▸ WORK REQUIRED
Update the items below by changing every "Tag" to "Mark" and leaving the rest of each line as it is.

▸ PROVIDED ENTRIES
● ● ● ● ●
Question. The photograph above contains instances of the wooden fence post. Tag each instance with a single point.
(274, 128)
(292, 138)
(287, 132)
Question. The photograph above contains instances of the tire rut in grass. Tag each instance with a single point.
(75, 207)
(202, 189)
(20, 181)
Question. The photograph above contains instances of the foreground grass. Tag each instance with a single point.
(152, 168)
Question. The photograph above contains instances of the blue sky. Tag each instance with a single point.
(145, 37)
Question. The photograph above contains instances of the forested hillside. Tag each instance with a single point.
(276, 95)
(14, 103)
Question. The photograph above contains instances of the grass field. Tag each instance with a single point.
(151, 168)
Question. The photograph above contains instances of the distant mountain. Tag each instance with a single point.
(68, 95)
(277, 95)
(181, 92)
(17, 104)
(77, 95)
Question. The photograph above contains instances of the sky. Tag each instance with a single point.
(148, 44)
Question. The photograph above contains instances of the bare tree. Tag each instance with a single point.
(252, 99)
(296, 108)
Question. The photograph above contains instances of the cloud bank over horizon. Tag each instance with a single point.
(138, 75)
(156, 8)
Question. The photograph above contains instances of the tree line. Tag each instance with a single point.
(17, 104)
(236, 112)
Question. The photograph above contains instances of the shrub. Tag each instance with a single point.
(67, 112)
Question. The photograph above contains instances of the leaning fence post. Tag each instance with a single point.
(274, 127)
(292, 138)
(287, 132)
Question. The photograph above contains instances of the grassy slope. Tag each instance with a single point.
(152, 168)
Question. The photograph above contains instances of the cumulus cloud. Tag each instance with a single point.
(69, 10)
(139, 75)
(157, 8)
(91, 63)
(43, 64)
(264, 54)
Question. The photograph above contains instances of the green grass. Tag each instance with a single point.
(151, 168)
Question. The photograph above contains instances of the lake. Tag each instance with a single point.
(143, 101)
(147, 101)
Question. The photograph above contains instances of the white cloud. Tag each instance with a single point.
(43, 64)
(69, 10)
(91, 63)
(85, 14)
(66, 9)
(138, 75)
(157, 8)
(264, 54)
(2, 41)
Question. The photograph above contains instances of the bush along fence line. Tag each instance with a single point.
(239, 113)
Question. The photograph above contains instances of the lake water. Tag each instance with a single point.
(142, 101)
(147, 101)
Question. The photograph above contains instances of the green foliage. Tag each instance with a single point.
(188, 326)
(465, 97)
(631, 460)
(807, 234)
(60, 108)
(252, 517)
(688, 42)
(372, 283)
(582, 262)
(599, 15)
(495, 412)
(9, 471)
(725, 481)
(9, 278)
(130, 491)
● ● ● ● ●
▸ WORKED SOLUTION
Question. The photograph above contains instances of the wooden fence post. Mark each instance with a single point.
(274, 128)
(292, 138)
(287, 132)
Question. The photograph above contains instances of the tire rut in grass. Mark each instance with a single point.
(75, 207)
(202, 189)
(20, 181)
Question. The photograph above contains instances of the foreground grass. Mark each instance with a single point.
(152, 168)
Question. The photograph above contains instances of the blue sky. Mark each instance with a single point.
(145, 37)
Question. The photograph above contains instances of the forested hillside. Mark each instance with a single point.
(276, 95)
(14, 103)
Question. The photograph above contains instances of the grass field. Mark each instance with a single point.
(151, 168)
Question. The photograph above contains instances of the distant mountain. Mark each instance with a single point.
(68, 95)
(277, 95)
(181, 92)
(17, 104)
(77, 95)
Question. The photograph above contains instances of the sky. Mark each instance with a single point.
(148, 44)
Question. The photograph above contains instances of the bare tree. Mark each instance with a single point.
(252, 99)
(296, 108)
Question. The photograph above contains instances of the cloud bank over horizon. Mark each instance with a single point.
(138, 75)
(156, 8)
Question. The photograph above contains instances of the tree line. Mark each instance with a single point.
(17, 104)
(236, 112)
Question. The photograph above contains instances of the shrub. Mark each instance with a single point.
(67, 112)
Question. The photograph above contains instances of the leaning fence post. Mark each instance with a single point.
(274, 127)
(292, 138)
(287, 132)
Question. The photograph above contains instances of the grassy slope. Mark each instance with a single point.
(152, 168)
Question. The photograph above contains instances of the cumulus cloud. Mark each instance with a single point.
(69, 10)
(139, 75)
(157, 8)
(91, 63)
(43, 64)
(264, 54)
Question. The photograph above contains instances of the green grass. Mark each instance with a single point.
(151, 168)
Question. The photograph above contains instances of the lake. Mark each instance with a single point.
(143, 101)
(147, 101)
Question. The photograph above contains instances of the white cloud. Mark each instance with a single point.
(43, 64)
(69, 10)
(91, 63)
(85, 14)
(66, 9)
(138, 75)
(157, 8)
(264, 54)
(2, 41)
Question. The photograph above contains instances of the bush along fence line. Mark each instance with a single point.
(239, 113)
Question. The photograph above contains instances of the lake water. Mark each instance with a single point.
(142, 101)
(147, 101)
Question. The photograph above contains instances of the green foliage. Mark each instance with a single point.
(188, 326)
(465, 97)
(631, 460)
(807, 234)
(60, 108)
(252, 517)
(688, 42)
(372, 283)
(582, 262)
(599, 15)
(495, 412)
(9, 471)
(725, 481)
(9, 278)
(130, 491)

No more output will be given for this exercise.